> _Required action_
Write the data out again exactly, dropping any images it holds.

(Given entries begins)

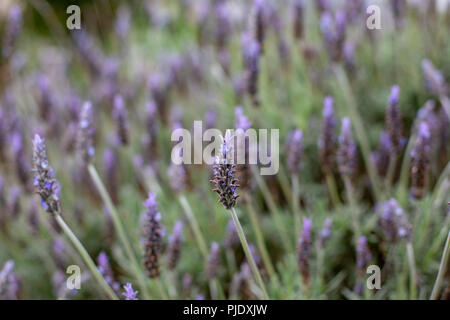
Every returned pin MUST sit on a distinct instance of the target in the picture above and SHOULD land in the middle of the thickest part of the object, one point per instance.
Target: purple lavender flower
(420, 161)
(298, 19)
(325, 233)
(225, 183)
(304, 251)
(381, 156)
(393, 120)
(106, 271)
(434, 80)
(175, 244)
(394, 223)
(9, 282)
(85, 139)
(251, 52)
(129, 293)
(120, 115)
(44, 178)
(153, 233)
(12, 30)
(363, 255)
(347, 155)
(327, 140)
(213, 263)
(295, 151)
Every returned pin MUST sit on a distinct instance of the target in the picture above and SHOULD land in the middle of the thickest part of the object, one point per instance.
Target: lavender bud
(294, 148)
(434, 80)
(213, 263)
(347, 155)
(327, 140)
(225, 183)
(394, 223)
(251, 50)
(152, 236)
(298, 19)
(12, 30)
(381, 156)
(85, 138)
(363, 255)
(304, 251)
(325, 233)
(104, 268)
(120, 115)
(420, 161)
(175, 244)
(9, 282)
(393, 120)
(129, 293)
(44, 178)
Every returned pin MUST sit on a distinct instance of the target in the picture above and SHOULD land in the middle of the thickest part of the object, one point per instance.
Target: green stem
(194, 225)
(412, 271)
(248, 254)
(87, 259)
(442, 269)
(332, 189)
(273, 209)
(359, 128)
(259, 237)
(119, 227)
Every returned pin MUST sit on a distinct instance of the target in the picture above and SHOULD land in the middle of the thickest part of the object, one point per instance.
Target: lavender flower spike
(347, 153)
(175, 243)
(153, 233)
(85, 139)
(44, 178)
(225, 183)
(213, 263)
(394, 120)
(295, 151)
(304, 251)
(129, 293)
(327, 140)
(420, 160)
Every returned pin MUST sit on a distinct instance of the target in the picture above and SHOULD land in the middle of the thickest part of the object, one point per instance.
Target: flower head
(153, 233)
(45, 182)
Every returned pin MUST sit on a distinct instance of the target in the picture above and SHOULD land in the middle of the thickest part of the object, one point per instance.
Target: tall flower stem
(332, 189)
(442, 269)
(248, 254)
(273, 209)
(412, 271)
(359, 127)
(119, 227)
(353, 207)
(259, 236)
(85, 255)
(295, 206)
(194, 225)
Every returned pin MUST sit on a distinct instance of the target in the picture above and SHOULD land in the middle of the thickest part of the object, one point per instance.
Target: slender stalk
(248, 254)
(353, 207)
(259, 236)
(194, 225)
(295, 207)
(332, 189)
(359, 128)
(273, 210)
(412, 271)
(119, 227)
(87, 259)
(442, 269)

(Given entries ends)

> _Exercise result_
Every returned pin MUST sit on a distinct instance of the target in the picture above and SHOULD land in the middle of the thickest part of the object, one point per instance.
Target: purple lavender flower
(420, 161)
(298, 19)
(325, 233)
(225, 183)
(304, 251)
(381, 156)
(393, 120)
(106, 271)
(434, 80)
(175, 244)
(394, 223)
(9, 282)
(85, 139)
(251, 52)
(129, 293)
(120, 115)
(44, 178)
(153, 233)
(12, 30)
(363, 255)
(347, 155)
(327, 140)
(213, 263)
(295, 151)
Every returned pin MUST sit on a distinct instance of the target in the picture above and SHOULD land in the middle of the thickest part of the object, one point per instance.
Target: lavender bud
(294, 148)
(434, 80)
(213, 263)
(347, 155)
(327, 140)
(225, 183)
(394, 223)
(251, 50)
(152, 236)
(298, 19)
(12, 30)
(381, 156)
(85, 138)
(363, 255)
(304, 251)
(325, 233)
(104, 268)
(120, 115)
(420, 161)
(175, 244)
(9, 282)
(393, 120)
(129, 293)
(44, 178)
Every returned pin MUST sit on a distinct instance of the target in the picture above and SHOULD land in the middle of the thickest part of the object, one point per instance.
Target: green stem
(194, 225)
(412, 271)
(248, 254)
(87, 259)
(442, 269)
(332, 189)
(273, 209)
(359, 128)
(259, 237)
(119, 227)
Every returned pin MUST sit on a distinct instance of the target in the picture above and SHOULD land in the middle of the thickest part of the object, one point per instance.
Target: lavender flower spike
(347, 153)
(175, 243)
(153, 233)
(85, 139)
(44, 178)
(225, 183)
(213, 263)
(394, 120)
(295, 151)
(304, 251)
(129, 293)
(327, 140)
(420, 160)
Every returned pin MUST sit on a distinct instance of the target in the picture above and SHOULD land in the middle of the thickest part of the object, one point per instance.
Target: flower head
(153, 233)
(45, 182)
Every returned pin MUST sit on a distinct instance of the target in the picture above and SHOULD land in the middle of the thickest part of the object, one point per instance.
Target: tall flower stem
(332, 189)
(442, 269)
(248, 254)
(273, 209)
(412, 271)
(359, 127)
(119, 227)
(353, 207)
(259, 236)
(85, 255)
(295, 206)
(194, 225)
Every returned pin MUST sit on a distinct instance of the target in the picture above and SHOULD land in the middle of the thickest part of the object, one point per instance.
Target: slender stalk
(248, 254)
(353, 207)
(259, 236)
(194, 225)
(295, 207)
(332, 189)
(359, 128)
(273, 210)
(412, 271)
(119, 227)
(87, 259)
(442, 269)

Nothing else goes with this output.